Dataset records
---+---

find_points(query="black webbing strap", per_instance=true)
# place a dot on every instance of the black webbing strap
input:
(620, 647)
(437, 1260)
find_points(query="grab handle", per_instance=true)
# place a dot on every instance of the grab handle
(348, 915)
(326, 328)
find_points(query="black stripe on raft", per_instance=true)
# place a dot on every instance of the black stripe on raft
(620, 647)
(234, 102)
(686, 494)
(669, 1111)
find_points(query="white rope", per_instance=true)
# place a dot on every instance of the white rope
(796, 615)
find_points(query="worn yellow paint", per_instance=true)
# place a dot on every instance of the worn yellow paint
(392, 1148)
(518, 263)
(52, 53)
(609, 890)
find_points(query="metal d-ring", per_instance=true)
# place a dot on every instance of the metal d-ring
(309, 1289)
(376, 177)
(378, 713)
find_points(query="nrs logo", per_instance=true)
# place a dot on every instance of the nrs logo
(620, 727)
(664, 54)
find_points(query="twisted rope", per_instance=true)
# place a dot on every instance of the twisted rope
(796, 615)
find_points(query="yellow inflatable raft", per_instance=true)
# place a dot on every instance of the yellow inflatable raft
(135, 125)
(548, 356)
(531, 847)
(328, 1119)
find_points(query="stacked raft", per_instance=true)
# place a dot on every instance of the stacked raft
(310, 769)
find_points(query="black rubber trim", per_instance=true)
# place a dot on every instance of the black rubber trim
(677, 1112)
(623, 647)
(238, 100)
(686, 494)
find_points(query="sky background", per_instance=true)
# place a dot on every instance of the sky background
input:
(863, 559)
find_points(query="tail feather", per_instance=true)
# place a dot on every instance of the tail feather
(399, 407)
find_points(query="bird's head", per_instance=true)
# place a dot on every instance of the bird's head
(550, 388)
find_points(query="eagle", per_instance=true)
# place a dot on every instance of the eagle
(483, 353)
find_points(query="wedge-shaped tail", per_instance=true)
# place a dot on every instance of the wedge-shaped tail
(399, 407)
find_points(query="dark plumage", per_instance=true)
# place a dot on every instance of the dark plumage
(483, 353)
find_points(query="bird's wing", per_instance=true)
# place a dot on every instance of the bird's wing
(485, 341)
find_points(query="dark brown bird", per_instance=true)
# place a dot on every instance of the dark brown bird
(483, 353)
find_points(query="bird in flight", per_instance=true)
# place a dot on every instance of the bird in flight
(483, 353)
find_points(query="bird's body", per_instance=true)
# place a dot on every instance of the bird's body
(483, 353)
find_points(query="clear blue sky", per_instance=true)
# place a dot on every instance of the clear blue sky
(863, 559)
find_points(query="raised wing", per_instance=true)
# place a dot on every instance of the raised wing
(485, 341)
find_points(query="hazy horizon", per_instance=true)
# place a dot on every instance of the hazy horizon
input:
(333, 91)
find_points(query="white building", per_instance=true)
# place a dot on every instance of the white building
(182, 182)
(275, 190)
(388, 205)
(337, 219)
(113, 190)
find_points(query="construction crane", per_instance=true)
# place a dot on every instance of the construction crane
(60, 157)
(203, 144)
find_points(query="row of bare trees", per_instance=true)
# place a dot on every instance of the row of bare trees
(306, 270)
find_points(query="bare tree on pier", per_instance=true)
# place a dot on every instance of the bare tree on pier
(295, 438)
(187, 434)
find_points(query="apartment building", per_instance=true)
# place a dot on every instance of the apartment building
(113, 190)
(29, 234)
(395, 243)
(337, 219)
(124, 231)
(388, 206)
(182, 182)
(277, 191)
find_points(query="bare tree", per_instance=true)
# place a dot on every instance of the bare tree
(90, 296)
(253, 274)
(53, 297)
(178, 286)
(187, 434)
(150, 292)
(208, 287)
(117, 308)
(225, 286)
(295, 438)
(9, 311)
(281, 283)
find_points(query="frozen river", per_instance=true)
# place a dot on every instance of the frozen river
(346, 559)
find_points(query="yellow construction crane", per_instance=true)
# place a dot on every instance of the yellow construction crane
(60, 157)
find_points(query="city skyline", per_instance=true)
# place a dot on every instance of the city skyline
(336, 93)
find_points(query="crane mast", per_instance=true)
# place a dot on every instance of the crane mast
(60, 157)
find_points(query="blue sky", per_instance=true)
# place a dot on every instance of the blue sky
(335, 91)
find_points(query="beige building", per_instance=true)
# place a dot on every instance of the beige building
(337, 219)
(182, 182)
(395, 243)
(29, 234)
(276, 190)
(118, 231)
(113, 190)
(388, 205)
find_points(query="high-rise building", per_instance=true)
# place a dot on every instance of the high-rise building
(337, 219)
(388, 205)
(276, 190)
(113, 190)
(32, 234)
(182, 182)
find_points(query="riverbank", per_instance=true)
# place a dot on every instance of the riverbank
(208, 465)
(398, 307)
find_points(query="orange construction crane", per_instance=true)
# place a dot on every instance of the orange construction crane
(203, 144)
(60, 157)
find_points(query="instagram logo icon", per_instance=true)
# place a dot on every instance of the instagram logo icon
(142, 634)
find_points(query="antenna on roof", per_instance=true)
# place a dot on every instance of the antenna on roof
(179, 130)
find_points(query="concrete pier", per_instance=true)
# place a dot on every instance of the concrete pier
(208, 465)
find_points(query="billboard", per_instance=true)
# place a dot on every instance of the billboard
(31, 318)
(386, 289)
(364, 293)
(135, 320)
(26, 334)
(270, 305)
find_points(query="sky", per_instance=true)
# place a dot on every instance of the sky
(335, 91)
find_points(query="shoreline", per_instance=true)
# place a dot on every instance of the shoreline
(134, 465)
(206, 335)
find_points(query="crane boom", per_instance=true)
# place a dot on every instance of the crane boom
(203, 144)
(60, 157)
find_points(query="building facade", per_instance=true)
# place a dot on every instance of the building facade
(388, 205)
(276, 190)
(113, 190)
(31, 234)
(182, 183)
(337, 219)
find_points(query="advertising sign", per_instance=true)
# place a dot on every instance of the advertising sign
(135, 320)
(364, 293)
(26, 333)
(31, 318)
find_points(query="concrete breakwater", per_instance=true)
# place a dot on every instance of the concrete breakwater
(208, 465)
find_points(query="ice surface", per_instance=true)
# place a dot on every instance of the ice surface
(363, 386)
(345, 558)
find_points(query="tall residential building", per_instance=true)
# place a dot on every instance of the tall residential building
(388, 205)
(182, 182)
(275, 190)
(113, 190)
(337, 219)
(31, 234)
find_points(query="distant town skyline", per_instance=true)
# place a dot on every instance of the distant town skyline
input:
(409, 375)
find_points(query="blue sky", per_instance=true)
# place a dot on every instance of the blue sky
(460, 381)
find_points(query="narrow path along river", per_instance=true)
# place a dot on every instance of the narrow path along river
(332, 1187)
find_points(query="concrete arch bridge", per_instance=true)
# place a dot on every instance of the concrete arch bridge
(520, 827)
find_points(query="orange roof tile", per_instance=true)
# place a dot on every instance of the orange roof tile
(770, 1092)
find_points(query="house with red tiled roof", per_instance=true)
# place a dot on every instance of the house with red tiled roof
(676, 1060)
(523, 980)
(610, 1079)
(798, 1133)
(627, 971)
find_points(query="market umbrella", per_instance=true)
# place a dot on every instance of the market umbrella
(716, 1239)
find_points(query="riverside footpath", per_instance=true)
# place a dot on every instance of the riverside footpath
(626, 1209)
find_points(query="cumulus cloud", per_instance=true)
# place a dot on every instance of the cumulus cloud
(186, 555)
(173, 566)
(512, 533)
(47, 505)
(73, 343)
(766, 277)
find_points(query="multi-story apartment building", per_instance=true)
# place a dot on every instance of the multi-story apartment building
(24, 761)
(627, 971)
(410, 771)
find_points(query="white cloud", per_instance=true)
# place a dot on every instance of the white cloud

---+---

__Exercise details__. Using the data above, output each line exactly.

__Finished task__.
find_points(query="black webbing strap", per_instance=true)
# place a dot on every instance of the black webbing strap
input:
(620, 647)
(437, 1260)
find_points(query="grab handle", per_instance=true)
# place a dot on every instance of the grab handle
(348, 915)
(326, 328)
find_points(query="black stripe on raft", per_instance=true)
# place a dot on every instance of the black stripe on raft
(620, 647)
(234, 102)
(686, 494)
(669, 1111)
find_points(query="white rope", per_instance=true)
# place a dot on every instance of the white rope
(796, 615)
find_points(query="worn yellow paint", per_instance=true)
# place a dot on every instance of the worn yellow paint
(392, 1148)
(518, 263)
(52, 53)
(609, 890)
find_points(query="metal d-ring", per_instance=true)
# place a dot on every instance of the metal d-ring
(309, 1289)
(376, 177)
(378, 713)
find_points(query="nrs logo", per_instance=true)
# place a dot on every instance of the nrs logo
(620, 727)
(664, 54)
find_points(query="twisted rope", per_instance=true)
# place a dot on every instance of the twisted rope
(796, 615)
find_points(query="yellow inflatable raft", per_instance=true)
# place a dot on every instance of the yellow inflatable raft
(135, 125)
(548, 356)
(531, 847)
(328, 1119)
find_points(query="stacked raft", per_instance=true)
# place a dot on every instance of the stacked raft
(310, 769)
find_points(query="black rubber trim", per_instance=true)
# place a dot on every instance of the black rubber trim
(677, 1112)
(623, 647)
(238, 100)
(686, 494)
find_points(query="sky background", per_instance=true)
# place a dot on every instance of the sky background
input:
(863, 559)
find_points(query="tail feather", per_instance=true)
# place a dot on every instance of the tail feather
(399, 407)
find_points(query="bird's head", per_instance=true)
# place a dot on every instance of the bird's head
(550, 388)
find_points(query="eagle", per_instance=true)
# place a dot on every instance of the eagle
(483, 353)
find_points(query="wedge-shaped tail", per_instance=true)
# place a dot on every instance of the wedge-shaped tail
(399, 407)
find_points(query="dark plumage", per_instance=true)
# place a dot on every instance of the dark plumage
(483, 353)
find_points(query="bird's wing", per_instance=true)
# place a dot on every instance of the bird's wing
(485, 341)
find_points(query="dark brown bird", per_instance=true)
# place a dot on every instance of the dark brown bird
(483, 353)
find_points(query="bird in flight", per_instance=true)
# place a dot on every instance of the bird in flight
(483, 353)
find_points(query="bird's body", per_instance=true)
# place a dot on every instance of the bird's body
(483, 353)
find_points(query="clear blue sky", per_instance=true)
# place a dot on every instance of the clear blue sky
(863, 559)
find_points(query="raised wing", per_instance=true)
# place a dot on every instance of the raised wing
(485, 341)
find_points(query="hazy horizon", per_instance=true)
# place a dot on every instance of the hazy horizon
input:
(333, 91)
find_points(query="white building", per_instance=true)
# place a dot on every instance of the white building
(182, 182)
(275, 190)
(388, 205)
(337, 219)
(113, 190)
find_points(query="construction crane", per_instance=true)
# place a dot on every instance of the construction crane
(60, 157)
(203, 144)
find_points(query="row of bare trees", per_instance=true)
# place a dot on every instance of the row of bare trees
(306, 270)
find_points(query="bare tree on pier", per_instance=true)
# place a dot on every instance of the bare tree on pier
(295, 438)
(187, 434)
find_points(query="apartment building", per_instance=true)
# place a dot on every instance of the apartment building
(113, 190)
(29, 234)
(395, 243)
(337, 219)
(124, 231)
(388, 206)
(182, 182)
(277, 191)
find_points(query="bare tree", per_instance=true)
# place a dot on every instance of the bare tree
(90, 296)
(253, 274)
(53, 297)
(178, 286)
(187, 434)
(150, 292)
(208, 287)
(117, 308)
(225, 286)
(295, 438)
(9, 311)
(281, 283)
find_points(query="frozen river", per_instance=true)
# place a dot on every instance of the frozen river
(346, 559)
find_points(query="yellow construction crane", per_instance=true)
# place a dot on every instance of the yellow construction crane
(60, 157)
find_points(query="city skyline", per_instance=true)
# place a dot on every instance of the city skyline
(336, 93)
find_points(query="crane mast", per_instance=true)
# place a dot on every instance of the crane mast
(60, 157)
find_points(query="blue sky", per_instance=true)
# place a dot on every instance of the blue sky
(335, 91)
find_points(query="beige building", per_instance=true)
# place a dot on every instance of the beige building
(337, 219)
(182, 182)
(395, 243)
(29, 234)
(276, 190)
(118, 231)
(113, 190)
(388, 205)
find_points(query="high-rise building", per_instance=true)
# place a dot on every instance of the high-rise building
(337, 219)
(388, 205)
(276, 190)
(113, 190)
(32, 234)
(182, 182)
find_points(query="riverbank", per_instance=true)
# place a dot on every instance of the riverbank
(208, 465)
(398, 307)
find_points(query="orange construction crane", per_instance=true)
# place a dot on every instance of the orange construction crane
(203, 144)
(60, 157)
find_points(query="instagram logo icon", per_instance=true)
# place a dot on every instance of the instagram logo icon
(142, 634)
find_points(query="antenna on roof", per_instance=true)
# place a dot on every instance of the antenna on roof
(179, 130)
find_points(query="concrete pier", per_instance=true)
# place a dot on every instance of the concrete pier
(208, 465)
find_points(query="billboard", per_instance=true)
# place a dot on every instance of the billboard
(31, 318)
(386, 289)
(364, 293)
(135, 320)
(26, 334)
(270, 305)
find_points(query="sky", per_instance=true)
# place a dot on every instance of the sky
(335, 91)
find_points(query="shoreline", per_instance=true)
# place a dot on every instance of the shoreline
(134, 465)
(206, 335)
find_points(query="crane boom", per_instance=true)
# place a dot on every instance of the crane boom
(203, 144)
(60, 157)
find_points(query="building facade", per_instance=true)
# place a dot on every instance of the building facade
(388, 205)
(276, 190)
(113, 190)
(31, 234)
(182, 183)
(337, 219)
find_points(query="advertising sign", per_instance=true)
# place a dot on every instance of the advertising sign
(135, 320)
(364, 293)
(26, 333)
(31, 318)
find_points(query="concrete breakwater", per_instance=true)
# place a dot on every instance of the concrete breakwater
(208, 465)
find_points(query="ice surface", per_instance=true)
# place a dot on every instance of the ice surface
(363, 386)
(345, 558)
find_points(query="tall residential building", per_instance=true)
# place a dot on every instance of the tall residential building
(388, 205)
(182, 182)
(275, 190)
(113, 190)
(337, 219)
(31, 234)
find_points(query="distant town skyline", per_instance=true)
# place a dot on every instance of the distant town skyline
input:
(409, 375)
find_points(query="blue sky", per_instance=true)
# place a dot on every instance of the blue sky
(460, 381)
find_points(query="narrow path along river", per_instance=true)
# place a dot on every instance of the narrow path along river
(332, 1187)
find_points(query="concrete arch bridge", per_instance=true)
# place a dot on every instance of the concrete arch bridge
(520, 827)
find_points(query="orange roof tile", per_instance=true)
# place a dot on every instance of the orange roof tile
(770, 1092)
find_points(query="house with red tiled roof", per_instance=true)
# place a dot on every instance of the house with red tiled roof
(676, 1060)
(523, 980)
(610, 1079)
(798, 1133)
(627, 971)
find_points(query="market umbrella", per_instance=true)
# place a dot on every instance of the market umbrella
(716, 1239)
find_points(query="riverside footpath", per_instance=true)
# place a dot on every instance of the riverside footpath
(626, 1209)
find_points(query="cumulus cloud", per_instance=true)
# place a dot on every instance of the cumulus cloud
(186, 555)
(173, 566)
(512, 533)
(47, 505)
(73, 343)
(766, 277)
find_points(query="multi-story apartment building", per_instance=true)
# place a dot on every instance of the multi-story apartment building
(24, 761)
(627, 971)
(410, 771)
find_points(query="white cloud", per_instance=true)
# place a dot on every instance of the white cloud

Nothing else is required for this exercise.